Object pointing dataset rows:
--*--

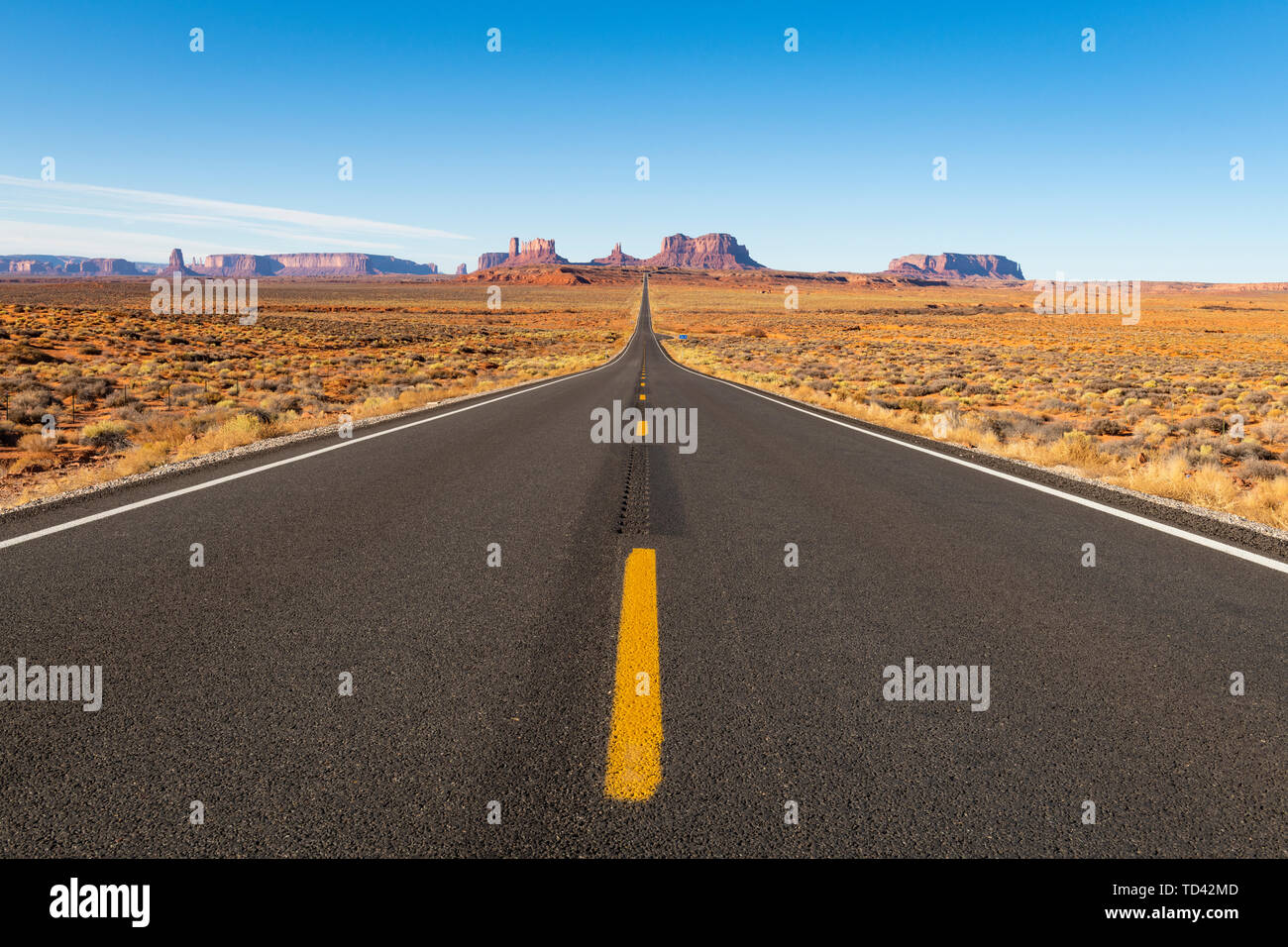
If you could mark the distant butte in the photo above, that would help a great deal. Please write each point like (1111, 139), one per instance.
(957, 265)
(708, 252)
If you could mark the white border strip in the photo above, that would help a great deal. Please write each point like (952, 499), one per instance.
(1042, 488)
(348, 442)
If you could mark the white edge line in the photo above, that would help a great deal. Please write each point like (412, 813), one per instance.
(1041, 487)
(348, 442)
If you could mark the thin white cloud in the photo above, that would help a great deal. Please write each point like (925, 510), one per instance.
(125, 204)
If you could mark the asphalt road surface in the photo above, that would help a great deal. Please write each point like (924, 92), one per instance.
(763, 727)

--*--

Rewrite the part of the items that opens with the line containing "If you could mark the white edge" and runs to the end of the items, swapping "asphalt" for "gravel" and leaving everything else unchanged.

If you could mark the white edge line in the photo above, that would help a great deal. Please write each point like (412, 813), one per instance.
(1041, 487)
(348, 442)
If you could mark the thin white cloud in the photo above, that would help a great deal. Please write each point like (925, 510), one per instance.
(125, 204)
If you could mark the gravel road surface in the photo above, that would help a great deal. Please write each point like (924, 92), one per instance.
(763, 727)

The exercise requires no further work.